Objectif A ::
D'après le texte sur le statut de l'ancien gérant devenu salarié, quel montant mensuel le contrat de travail prévoyait-il au titre de l'indemnité de confidentialité ?
Objectif B ::
Poursuivez le texte sur le statut de l'ancien gérant devenu salarié en reprenant après sa dernière phrase.

Texte ::
===============

Statut de l’ancien gérant devenu salarié

En l’espèce, M. [K] disposait d’un contrat de travail écrit à durée indéterminée en date du 1er juillet 2014, le liant à la SARL AMPOULES-LEDS.FR, en qualité de responsable d’exploitation, ses missions étant définies comme la gestion du personnel, la recherche de produits d’éclairage, la négociation des achats et volumes de produits d’éclairage destinés au site internet de l’entreprise.

Ce contrat prévoyait une rémunération de 1 077,23 € brut par mois et une indemnité de confidentialité de 2 002,23 € par mois. Il a perçu effectivement cette rémunération jusqu’en octobre 2017comme en témoignent ses fiches de paye (avec une augmentation de l’indemnité à compter de janvier 2017).

Présomption de contrat de travail

Il existe donc une présomption de l’existence d’un contrat de travail au bénéfice de M. [K] et donc de sa qualité de salarié.

En conséquence, il appartient à Maître [E] [C] ès qualités et au CGEA de [Localité 5] de rapporter la preuve contraire, c’est-à-dire la qualité de dirigeant de fait de M. [K].

Ainsi, ils se prévalent des courriers de M. [K] des 17 novembres et 28 novembre 2017 aux termes desquels ce dernier conteste que Mme [F] ait révoqué sa démission du 16 mars 2015 et il revendique la gérance à son profit en lieu et place de cette dernière. Mais, il ne s’agit là que d’une déclaration d’intention de M. [K], insuffisante pour démontrer sa qualité de gérant dans la mesure où précisément cette qualité lui est contestée. S’il revendiquait cette qualité, c’est qu’il n’en disposait pas. D’ailleurs, dans la lettre du 17 novembre 2017, il s’est plaint auprès de Maître [C], ès qualités de mandataire judiciaire, que Mme [F] gérait seule l’entreprise de manière autoritaire, qu’elle lui avait retiré ses missions et tenté de ne plus lui verser son salaire à compter de juillet 2016, ce qui caractérise un lien de subordination et donc un statut de salarié.

Concernant la rémunération de M. [K] à hauteur de 1 077,23 € brut pour 81 heures et 40 minutes par mois et 2 002,23 € par mois au titre de son engagement de confidentialité, elle n’est pas exorbitante au regard de la qualification de M. [K], employé au statut cadre niveau 8, et des résultats de la SARL AMPOULES-LEDS.FR entre 2014 et 2016.

===============

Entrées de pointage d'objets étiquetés
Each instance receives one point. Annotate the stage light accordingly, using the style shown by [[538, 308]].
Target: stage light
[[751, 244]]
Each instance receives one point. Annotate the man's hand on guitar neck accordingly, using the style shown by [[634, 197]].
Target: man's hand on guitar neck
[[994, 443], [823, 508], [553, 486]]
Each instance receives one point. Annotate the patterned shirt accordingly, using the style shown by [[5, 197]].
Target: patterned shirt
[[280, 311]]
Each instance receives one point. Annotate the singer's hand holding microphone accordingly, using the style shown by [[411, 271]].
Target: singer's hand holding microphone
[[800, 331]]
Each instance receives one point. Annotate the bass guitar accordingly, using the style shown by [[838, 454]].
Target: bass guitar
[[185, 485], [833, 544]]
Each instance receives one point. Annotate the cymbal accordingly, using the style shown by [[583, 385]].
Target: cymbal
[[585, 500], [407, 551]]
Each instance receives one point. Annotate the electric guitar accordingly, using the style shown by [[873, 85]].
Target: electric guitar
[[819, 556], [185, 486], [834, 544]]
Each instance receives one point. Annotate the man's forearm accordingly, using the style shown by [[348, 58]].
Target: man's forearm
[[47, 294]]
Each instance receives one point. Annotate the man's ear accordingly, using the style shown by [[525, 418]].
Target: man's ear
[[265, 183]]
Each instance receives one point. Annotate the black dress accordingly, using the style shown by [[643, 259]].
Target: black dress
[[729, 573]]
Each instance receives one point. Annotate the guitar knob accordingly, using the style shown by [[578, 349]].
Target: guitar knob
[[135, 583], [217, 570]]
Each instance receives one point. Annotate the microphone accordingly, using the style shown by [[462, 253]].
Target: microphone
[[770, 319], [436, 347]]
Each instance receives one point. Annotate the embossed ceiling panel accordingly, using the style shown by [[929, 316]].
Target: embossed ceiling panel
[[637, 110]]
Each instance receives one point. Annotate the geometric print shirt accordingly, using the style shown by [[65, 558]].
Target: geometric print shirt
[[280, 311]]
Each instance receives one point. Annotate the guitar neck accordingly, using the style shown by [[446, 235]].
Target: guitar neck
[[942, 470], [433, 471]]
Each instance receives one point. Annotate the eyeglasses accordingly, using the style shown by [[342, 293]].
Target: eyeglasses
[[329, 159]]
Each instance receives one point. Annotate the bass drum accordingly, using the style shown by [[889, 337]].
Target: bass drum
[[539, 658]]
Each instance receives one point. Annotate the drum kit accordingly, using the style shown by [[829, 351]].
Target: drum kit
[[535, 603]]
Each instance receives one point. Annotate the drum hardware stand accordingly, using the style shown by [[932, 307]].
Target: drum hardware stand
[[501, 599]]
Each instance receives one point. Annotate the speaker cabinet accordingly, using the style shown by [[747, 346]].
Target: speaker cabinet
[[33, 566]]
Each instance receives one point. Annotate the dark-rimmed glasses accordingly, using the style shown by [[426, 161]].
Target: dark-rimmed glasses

===============

Réponse rédigée A ::
Le contrat prévoyait une indemnité de confidentialité de 2 002,23 € par mois.

Réponse rédigée B ::
Si M. [K] disposait d’une carte professionnelle auprès de la Caisse d’Epargne lui permettant d’engager la SARL AMPOULES-LEDS.FR, force est de constater que l’usage de cette carte lui a été conféré le 5 février 2014 par la SARL AMPOULES-LEDS.FR représentée par Mme [F] en sa qualité de gérante qui a signé l’acte. De plus, cette dernière a attesté que M. [K] était autorisé à engager les fonds de la société dans le cadre de sa mission d’achat de marchandises pour le compte de la société ou pour les besoins du compte courant d’associé et que tout autre achat d’importance nécessitait son accord préalable, d’autres salariés de l’entreprise étant également habilités à engager des fonds pour l’acquisition de fournitures et de matériels. L’usage de cette carte était donc réservé aux besoins courants de l’entreprise.

En outre, s’il a eu procuration sur un compte 0902062R025 auprès de la Banque Postale, cela a cessé au 2 mai 2016.

Si M. [K] était propriétaire du nom du domaine, cet élément ne caractérise pas un acte de gestion, de direction ou de représentation de la société, nécessaire à la qualification de gérant de fait.

De même, le fait que M. [K] ait télétravaillé ne caractérise pas une gestion de fait, alors même que la vocation de cette société était un commerce via internet.

Maître [C] ès qualités et le CGEA invoquent également le fait que M. [K] donnait des ordres aux salariés. Mais, dans le mail du 28 novembre 2017 dont ils se prévalent, M. [K] rappelle à des salariés qu’il est leur supérieur hiérarchique et qu’il n’a pas besoin d’invoquer un quelconque mandat de gérant pour leur demander de collaborer avec lui, ce qui implique qu’il n’était pas considéré comme tel. Effectivement, M. [K], en sa qualité de salarié, pouvait être le supérieur hiérarchique d’autres salariés, sans avoir la qualité de gérant. Par ailleurs Maître [C] ès qualités et le CGEA ne rapportent pas la preuve que M. [K] ait embauché, sanctionné ou licencié un salarié.

Qualité de dirigeant de fait écartée

Au total, ils ne justifient d’aucun élément établissant un acte précis et concret de direction, de gestion ou de représentation de la SARL AMPOULES-LEDS.FR par M. [K].

De son côté, M. [K] démontre que Mme [F] a pu lui supprimer ses accès au site Internet de la société (mail du 6 juillet 2016) et aux informations comptables et qu’elle lui a supprimé sa mission auprès des salariés et des fournisseurs (cf courrier de réclamation de M. [K] du 19 juillet 2016), cette dernière ayant pouvoir à l’égard du salarié M. [M] [T], responsable informatique, disposant de droits administrateurs supérieurs à ceux de M. [K].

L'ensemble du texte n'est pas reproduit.